**Provided passage:**
******************************

Gypsy has two script files, one for the way up and one for the way
down. These contain a series of commands (take a series of snapshots,
turn video on, turn video off, and pitch the platform to a specified
angle). I'm looking for suggestions on a good sequence of commands.
Right now I was thinking of several minutes of video right after
activation, to capture the initial ascent... but I'm not sure how long
it will be from pulling off the "remove before flight" trigger to
actual launch. Eric, any estimate? My plan was to pan down after a few
minutes to capture a "look down" before switching to still images
(there would probably be another video segment or two on the way up as
well). Upon cut-down, Gypsy would switch scripts, doing a chaotic
video of the motions right after cut-down for a minute or so, before
switching back to still photos. I'd love to try to get a "terminal"
video of the impact, but that will depend on how well the pressure
sensor works (and if I want to risk the camera - I suspect an impact
while it's operating may kill it).

What percentage of pictures come out acceptable, and why are they
often not acceptable (i.e., how can I maximize the chances by
controlling the payload pitch angle)? I figure during the descent the
pitch angle isn't going to matter as much, with the dynamics of the
payload string.

When would you suggest the best time for video is? How much video vs.
still images would people prefer? The camera has a 2 Gb SD card,
enough for 600 photos (roughly 3.2 Mb/photo) -or- 30 min of video
(about 67 Mb/min of video), or some combination thereof (300 photos +
15 min of video, for example).

Gypsy can tilt +/- 90 degrees. How many shots do we want looking up
(and the payload string above) or looking down (and the payloads
below)? It'll work if I get the center of mass right, and I figure
some back-up video of these pitch angles is good insurance as well.

Lil' Joe is more... interesting. The program will capture 147 seconds
of 3-axis acceleration data at roughly 30 ms intervals. It will
continuously log data, erasing the file after 4 seconds if it's not in
free-fall - that way, it should (at least it has in tests) capture the
actual release point. The time to free-fall is hard-coded however...

******************************

**Information given:**

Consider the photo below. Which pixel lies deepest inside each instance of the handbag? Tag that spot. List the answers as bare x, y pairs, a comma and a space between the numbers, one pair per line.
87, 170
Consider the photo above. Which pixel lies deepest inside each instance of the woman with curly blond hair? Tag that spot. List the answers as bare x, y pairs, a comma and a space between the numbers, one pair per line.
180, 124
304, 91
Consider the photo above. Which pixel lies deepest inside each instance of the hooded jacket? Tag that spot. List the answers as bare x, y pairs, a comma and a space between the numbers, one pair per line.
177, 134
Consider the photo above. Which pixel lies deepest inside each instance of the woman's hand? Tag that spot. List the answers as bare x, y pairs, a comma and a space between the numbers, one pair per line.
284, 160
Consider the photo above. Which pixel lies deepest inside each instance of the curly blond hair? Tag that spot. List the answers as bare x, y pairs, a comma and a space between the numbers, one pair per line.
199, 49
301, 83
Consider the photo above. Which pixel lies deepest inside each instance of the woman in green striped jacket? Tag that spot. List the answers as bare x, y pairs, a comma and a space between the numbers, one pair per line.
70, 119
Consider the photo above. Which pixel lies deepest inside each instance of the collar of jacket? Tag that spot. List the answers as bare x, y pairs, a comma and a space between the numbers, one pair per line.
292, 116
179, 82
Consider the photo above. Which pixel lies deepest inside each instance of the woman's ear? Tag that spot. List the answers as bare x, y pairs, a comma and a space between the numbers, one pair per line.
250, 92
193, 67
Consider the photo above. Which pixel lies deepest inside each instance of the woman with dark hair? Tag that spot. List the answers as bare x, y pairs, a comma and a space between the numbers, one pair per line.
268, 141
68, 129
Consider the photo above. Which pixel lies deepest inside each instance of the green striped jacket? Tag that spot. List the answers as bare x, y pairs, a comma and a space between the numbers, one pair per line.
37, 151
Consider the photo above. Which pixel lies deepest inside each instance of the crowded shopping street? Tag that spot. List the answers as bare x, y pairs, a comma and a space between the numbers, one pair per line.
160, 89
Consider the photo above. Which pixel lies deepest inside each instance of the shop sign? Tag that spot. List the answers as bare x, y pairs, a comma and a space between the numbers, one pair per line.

******************************

**Set tasks:**
[A] Print the part of the post about Gypsy's camera scripts starting at "Right now I" and ending at "may kill it).", copied word for word.
[B] Using the post about Gypsy's camera scripts, say yes or no for each statement and quote the words that decide it: (i) The camera's SD card can hold about 600 photos. (ii) Gypsy can tilt up to 180 degrees in either direction. (iii) Lil' Joe records acceleration on three axes at intervals of about 30 ms.

**Responses:**
[A]
Right now I was thinking of several minutes of video right after
activation, to capture the initial ascent... but I'm not sure how long
it will be from pulling off the "remove before flight" trigger to
actual launch. Eric, any estimate? My plan was to pan down after a few
minutes to capture a "look down" before switching to still images
(there would probably be another video segment or two on the way up as
well). Upon cut-down, Gypsy would switch scripts, doing a chaotic
video of the motions right after cut-down for a minute or so, before
switching back to still photos. I'd love to try to get a "terminal"
video of the impact, but that will depend on how well the pressure
sensor works (and if I want to risk the camera - I suspect an impact
while it's operating may kill it).

[B]
(i) Yes: "enough for 600 photos"
(ii) No: "Gypsy can tilt +/- 90 degrees."
(iii) Yes: "3-axis acceleration data at roughly 30 ms intervals"